Text shown ::
╔══

Breadth-first Search

Application Description

This benchmark computes the shortest path from a source node to all nodes in a directed, unweighted graph.

Application Description

We have 2 distributed implementations of BFS: a push-style and a pull-style. Both are bulk-synchronous parallel (BSP) implementations: execution proceeds in rounds, and synchronization of data among hosts occurs between rounds.

The push-style version checks a node to see if its distance has changed since the last round. If it has, it will update its neighbor's distances using its new distance. The pull-style version goes over all nodes: all nodes check their in-neighbors, and if a neighbor has a distance that results in a new shortest path distance, then a node updates itself with its neighbors' data. Execution of both versions continues until there are no more nodes that are updated in a round.

╚══

Raw records ::
╔══

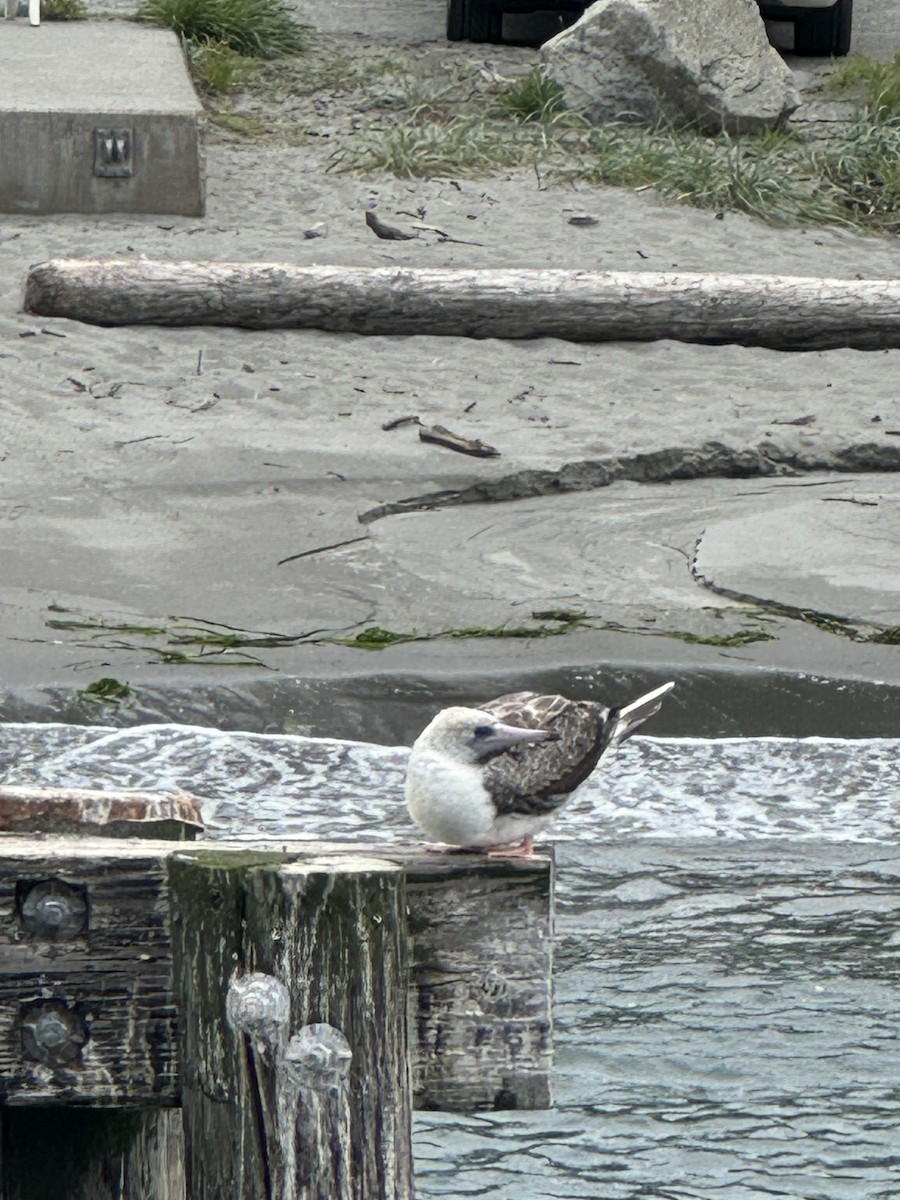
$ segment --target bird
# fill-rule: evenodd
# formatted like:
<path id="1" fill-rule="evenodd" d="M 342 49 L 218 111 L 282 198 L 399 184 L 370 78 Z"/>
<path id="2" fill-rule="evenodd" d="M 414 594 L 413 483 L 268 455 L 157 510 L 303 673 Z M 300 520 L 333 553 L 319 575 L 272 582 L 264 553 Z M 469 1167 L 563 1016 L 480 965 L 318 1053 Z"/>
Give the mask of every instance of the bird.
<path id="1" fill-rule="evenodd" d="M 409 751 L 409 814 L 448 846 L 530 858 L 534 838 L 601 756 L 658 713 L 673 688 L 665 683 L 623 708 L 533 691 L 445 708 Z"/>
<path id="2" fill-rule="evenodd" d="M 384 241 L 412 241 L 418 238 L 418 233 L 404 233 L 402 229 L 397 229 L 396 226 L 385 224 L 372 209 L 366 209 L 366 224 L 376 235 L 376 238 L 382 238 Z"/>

╚══
╔══

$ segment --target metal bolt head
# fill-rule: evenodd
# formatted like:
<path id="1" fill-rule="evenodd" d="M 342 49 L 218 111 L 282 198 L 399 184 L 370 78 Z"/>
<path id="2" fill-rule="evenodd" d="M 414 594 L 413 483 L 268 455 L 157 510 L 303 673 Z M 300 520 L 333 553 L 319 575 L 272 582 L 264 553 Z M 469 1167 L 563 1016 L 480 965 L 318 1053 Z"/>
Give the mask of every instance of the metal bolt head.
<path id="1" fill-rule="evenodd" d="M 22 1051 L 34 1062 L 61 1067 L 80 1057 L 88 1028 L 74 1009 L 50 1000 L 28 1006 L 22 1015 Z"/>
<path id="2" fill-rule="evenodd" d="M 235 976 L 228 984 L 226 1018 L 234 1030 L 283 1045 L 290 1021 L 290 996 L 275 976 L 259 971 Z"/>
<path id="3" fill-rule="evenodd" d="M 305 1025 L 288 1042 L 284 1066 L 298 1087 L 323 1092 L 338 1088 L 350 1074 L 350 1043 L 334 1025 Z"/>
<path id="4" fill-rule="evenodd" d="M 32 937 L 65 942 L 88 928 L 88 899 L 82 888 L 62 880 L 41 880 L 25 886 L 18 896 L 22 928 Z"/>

╚══
╔══

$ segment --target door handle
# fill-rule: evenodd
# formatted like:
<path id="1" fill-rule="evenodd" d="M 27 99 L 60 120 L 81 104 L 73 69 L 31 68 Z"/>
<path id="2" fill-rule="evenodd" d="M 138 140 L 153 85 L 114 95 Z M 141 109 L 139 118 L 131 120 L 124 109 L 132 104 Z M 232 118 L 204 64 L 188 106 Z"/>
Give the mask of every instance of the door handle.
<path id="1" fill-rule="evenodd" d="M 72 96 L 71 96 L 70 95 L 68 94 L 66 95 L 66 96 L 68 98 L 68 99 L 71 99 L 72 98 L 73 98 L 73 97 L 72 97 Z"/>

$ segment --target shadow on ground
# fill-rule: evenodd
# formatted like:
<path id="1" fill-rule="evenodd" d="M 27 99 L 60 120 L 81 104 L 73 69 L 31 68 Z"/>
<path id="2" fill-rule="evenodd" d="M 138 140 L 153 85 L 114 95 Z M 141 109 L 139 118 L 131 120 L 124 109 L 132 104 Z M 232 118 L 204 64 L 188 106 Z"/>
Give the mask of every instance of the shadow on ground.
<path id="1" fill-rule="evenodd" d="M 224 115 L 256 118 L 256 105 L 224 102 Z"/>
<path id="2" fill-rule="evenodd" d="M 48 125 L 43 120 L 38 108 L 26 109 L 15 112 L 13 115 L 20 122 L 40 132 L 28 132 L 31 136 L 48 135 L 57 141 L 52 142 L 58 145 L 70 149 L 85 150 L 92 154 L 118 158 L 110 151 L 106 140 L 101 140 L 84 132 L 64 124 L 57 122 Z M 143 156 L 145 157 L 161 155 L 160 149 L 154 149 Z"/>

╚══

Set task 1 :: In the breadth-first search text, when does execution of the push-style and pull-style versions end?
Set task 2 :: Sum up the breadth-first search text in two sentences.
Set task 3 :: Carry on the breadth-first search text from where it stops.

Output 1 :: Execution ends when no more nodes are updated in a round.

Output 2 :: The benchmark computes the shortest path from a source node to every node in a directed, unweighted graph, using two distributed, bulk-synchronous parallel implementations that run in rounds and sync data among hosts between rounds. In the push-style version, nodes whose distance changed update their neighbors, while in the pull-style version every node checks its in-neighbors and updates itself if that gives a shorter distance, and both versions stop once a round updates no nodes.

Output 3 ::
Psuedocode for the computation step of the 2 implementations follows below:

1 2 3 4 5 6 7 for (node n in graph) { if (n.distance != n.old_distance) { for (neighbor a of node n) { a.distance = min(n.distance + 1, a.distance) } } }

Figure 1: Pseudocode for BFS Push computation

1 2 3 4 5 6 7 8 for (node n in graph) { for (in-neighbor a of node n) { if (a.distance + 1 < n.distance) { n.distance = a.distance + 1 } } } }

Figure 2: Pseudocode for BFS Pull computation

Synchronization of the distance variable occurs between BSP rounds. A node will take the minimum distance value of all proxies that exist in the system for that node.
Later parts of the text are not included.